What the task requires ::
Report each line of the items below that contains the string "dark", matching case exactly.

START

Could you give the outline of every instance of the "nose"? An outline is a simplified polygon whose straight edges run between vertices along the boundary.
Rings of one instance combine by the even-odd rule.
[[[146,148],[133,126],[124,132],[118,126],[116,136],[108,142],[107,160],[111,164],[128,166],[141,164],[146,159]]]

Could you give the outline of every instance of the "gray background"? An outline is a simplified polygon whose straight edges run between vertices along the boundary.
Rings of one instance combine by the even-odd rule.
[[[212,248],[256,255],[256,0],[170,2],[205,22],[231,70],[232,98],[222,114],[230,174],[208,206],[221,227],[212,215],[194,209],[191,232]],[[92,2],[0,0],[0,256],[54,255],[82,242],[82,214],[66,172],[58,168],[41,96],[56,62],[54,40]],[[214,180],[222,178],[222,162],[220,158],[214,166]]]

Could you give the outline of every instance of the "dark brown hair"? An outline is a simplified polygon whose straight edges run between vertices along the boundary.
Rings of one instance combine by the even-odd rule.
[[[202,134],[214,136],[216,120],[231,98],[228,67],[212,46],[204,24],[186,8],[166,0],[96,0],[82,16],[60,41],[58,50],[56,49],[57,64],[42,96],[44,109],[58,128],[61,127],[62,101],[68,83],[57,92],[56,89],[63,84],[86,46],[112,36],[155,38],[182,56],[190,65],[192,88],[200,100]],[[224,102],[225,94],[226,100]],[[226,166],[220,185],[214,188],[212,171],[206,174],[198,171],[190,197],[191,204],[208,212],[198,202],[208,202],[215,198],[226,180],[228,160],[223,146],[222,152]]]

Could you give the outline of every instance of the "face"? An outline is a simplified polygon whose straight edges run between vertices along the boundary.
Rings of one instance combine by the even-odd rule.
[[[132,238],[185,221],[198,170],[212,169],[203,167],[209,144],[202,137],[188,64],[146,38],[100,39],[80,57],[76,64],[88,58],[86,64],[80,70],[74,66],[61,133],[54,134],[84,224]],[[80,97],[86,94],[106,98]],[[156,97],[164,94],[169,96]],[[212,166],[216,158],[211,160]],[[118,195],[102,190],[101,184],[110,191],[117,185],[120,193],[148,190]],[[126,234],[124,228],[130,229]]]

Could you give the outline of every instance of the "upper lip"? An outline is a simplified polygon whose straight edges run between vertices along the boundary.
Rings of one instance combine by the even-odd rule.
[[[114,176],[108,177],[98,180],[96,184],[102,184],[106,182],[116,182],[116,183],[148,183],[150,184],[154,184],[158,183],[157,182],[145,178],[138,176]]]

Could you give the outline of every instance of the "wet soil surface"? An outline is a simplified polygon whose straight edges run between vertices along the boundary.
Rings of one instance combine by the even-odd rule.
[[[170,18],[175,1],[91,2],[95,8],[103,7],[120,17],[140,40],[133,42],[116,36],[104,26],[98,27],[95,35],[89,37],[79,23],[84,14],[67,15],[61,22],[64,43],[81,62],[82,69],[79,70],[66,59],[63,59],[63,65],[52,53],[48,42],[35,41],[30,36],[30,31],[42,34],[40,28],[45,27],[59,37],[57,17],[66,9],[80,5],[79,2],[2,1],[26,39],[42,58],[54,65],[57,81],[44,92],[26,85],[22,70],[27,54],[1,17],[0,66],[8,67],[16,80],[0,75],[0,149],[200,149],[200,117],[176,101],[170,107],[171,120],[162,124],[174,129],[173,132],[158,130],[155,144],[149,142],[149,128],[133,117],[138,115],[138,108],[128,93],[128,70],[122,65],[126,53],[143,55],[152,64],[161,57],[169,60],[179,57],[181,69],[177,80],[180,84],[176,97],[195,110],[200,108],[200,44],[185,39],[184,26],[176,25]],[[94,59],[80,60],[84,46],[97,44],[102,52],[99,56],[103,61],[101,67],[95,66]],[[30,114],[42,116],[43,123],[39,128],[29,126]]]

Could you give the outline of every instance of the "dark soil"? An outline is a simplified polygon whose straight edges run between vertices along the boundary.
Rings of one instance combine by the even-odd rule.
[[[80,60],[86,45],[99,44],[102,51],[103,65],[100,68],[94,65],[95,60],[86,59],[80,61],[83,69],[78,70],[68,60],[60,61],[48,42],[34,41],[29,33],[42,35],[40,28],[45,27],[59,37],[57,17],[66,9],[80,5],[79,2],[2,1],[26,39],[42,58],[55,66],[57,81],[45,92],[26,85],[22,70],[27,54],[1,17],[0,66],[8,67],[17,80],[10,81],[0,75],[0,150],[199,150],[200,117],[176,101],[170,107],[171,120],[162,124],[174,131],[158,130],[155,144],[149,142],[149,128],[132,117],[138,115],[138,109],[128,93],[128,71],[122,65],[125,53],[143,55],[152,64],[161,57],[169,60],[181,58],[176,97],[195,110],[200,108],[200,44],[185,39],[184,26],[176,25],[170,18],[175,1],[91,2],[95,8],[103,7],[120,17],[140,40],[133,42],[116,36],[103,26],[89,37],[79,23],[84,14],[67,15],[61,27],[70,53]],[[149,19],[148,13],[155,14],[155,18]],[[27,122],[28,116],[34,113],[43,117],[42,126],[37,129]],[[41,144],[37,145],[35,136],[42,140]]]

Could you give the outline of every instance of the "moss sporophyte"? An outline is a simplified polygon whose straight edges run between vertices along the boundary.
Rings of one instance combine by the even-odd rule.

END

Result below ::
Could you give the outline of every instance of the "dark brown hair"? An outline is a simplified polygon whose straight edges run between vertices along the boundary.
Could you give the outline of every instance of the "dark soil"? An outline is a simplified polygon whose straight edges run between vertices along the boundary.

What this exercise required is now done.